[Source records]
§ §
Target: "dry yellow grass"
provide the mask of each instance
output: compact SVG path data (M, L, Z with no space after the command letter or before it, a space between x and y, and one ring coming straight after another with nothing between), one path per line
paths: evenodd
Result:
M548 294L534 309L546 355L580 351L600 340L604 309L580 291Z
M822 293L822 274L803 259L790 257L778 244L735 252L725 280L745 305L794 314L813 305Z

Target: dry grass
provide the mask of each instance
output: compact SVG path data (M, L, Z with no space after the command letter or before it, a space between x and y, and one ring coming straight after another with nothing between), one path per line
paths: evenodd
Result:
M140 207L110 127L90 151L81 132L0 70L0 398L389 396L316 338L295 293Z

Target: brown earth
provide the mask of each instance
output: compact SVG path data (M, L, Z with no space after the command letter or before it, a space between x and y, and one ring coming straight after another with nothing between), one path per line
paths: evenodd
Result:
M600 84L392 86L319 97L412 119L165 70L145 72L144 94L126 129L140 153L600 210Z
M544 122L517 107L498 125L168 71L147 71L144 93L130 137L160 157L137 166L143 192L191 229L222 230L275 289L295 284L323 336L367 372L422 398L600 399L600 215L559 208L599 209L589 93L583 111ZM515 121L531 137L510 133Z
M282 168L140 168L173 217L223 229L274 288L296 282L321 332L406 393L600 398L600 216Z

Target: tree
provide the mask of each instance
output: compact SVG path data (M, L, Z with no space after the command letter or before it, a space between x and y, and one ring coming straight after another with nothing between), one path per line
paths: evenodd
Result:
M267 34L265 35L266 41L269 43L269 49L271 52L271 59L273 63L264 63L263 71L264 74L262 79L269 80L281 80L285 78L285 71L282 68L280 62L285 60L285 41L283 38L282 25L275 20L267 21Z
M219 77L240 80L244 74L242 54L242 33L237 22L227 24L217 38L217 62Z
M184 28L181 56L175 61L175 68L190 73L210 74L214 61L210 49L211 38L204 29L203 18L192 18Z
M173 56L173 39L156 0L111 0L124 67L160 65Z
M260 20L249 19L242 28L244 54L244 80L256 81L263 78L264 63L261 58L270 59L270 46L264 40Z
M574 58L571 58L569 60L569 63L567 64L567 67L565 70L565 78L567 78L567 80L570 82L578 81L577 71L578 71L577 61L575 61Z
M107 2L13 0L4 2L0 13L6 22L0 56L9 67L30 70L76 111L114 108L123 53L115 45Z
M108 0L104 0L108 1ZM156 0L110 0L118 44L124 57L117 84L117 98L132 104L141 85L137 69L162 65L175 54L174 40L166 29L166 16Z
§ §
:: WORK INSTRUCTION ::
All the data needs repeating. Return it exactly.

:: EXERCISE OUTPUT ::
Target: "dry yellow grass"
provide the mask of each instance
output: compact SVG path data (M, L, Z with no space after the command letter or before it, a space between x and y, and one ring coming straight after another with nothing between), one path per line
paths: evenodd
Result:
M548 294L534 309L546 355L580 351L600 340L604 309L580 291Z
M822 293L822 274L803 259L790 257L778 244L735 252L725 280L745 305L794 314L813 305Z

Target: dry grass
provide the mask of each instance
output: compact SVG path data (M, L, Z with no space after the command letter or before it, a space between x and y, and one ring coming straight after another with nothing between), one path per line
paths: evenodd
Result:
M140 207L110 127L90 151L81 132L0 70L0 398L389 396L316 338L295 293Z

Target: brown earth
provide the mask of each instance
output: compact SVG path data (M, L, Z with no space after the command letter or before it, a space between x and y, and one ring coming straight after another with nothing between), one path per line
paths: evenodd
Result:
M600 84L392 86L319 97L412 119L165 70L145 72L144 94L126 129L140 153L600 210Z
M544 122L517 107L498 125L168 71L147 71L144 93L130 137L160 157L137 166L143 192L191 229L222 230L275 289L295 284L323 336L367 372L422 398L600 399L600 215L559 208L599 209L589 93L583 111ZM515 121L531 137L510 133Z
M282 168L140 168L173 217L223 229L274 288L296 282L321 332L406 393L600 398L600 216Z

Target: tree
provide the mask of each instance
output: compact SVG path data (M, L, Z with no space after the command letter or before it, a space between x and y, and one ring coming straight after another with nothing between), one path per line
paths: evenodd
Result:
M267 34L265 35L266 41L269 43L269 49L271 52L271 59L273 63L264 63L263 71L264 74L262 79L269 80L281 80L285 78L285 71L282 68L280 62L285 60L285 41L283 38L282 25L275 20L267 21Z
M219 77L240 80L244 74L242 54L242 33L237 22L227 24L217 38L217 62Z
M184 28L181 56L175 61L175 68L190 73L210 74L214 61L210 49L211 38L204 29L203 18L192 18Z
M173 56L173 39L156 0L111 0L124 67L160 65Z
M260 20L249 19L242 28L244 54L244 80L256 81L263 78L264 63L261 58L270 59L270 46L264 40Z
M574 58L571 58L569 60L569 63L567 64L567 67L565 70L565 78L567 78L567 80L570 82L578 81L577 71L578 71L577 61L575 61Z
M107 2L13 0L4 2L0 13L6 22L0 56L9 67L30 70L76 111L114 108L123 53L115 45Z
M108 0L104 0L108 1ZM156 0L110 0L118 44L124 57L117 84L117 98L132 104L141 85L137 69L162 65L175 54L174 40L166 29L166 16Z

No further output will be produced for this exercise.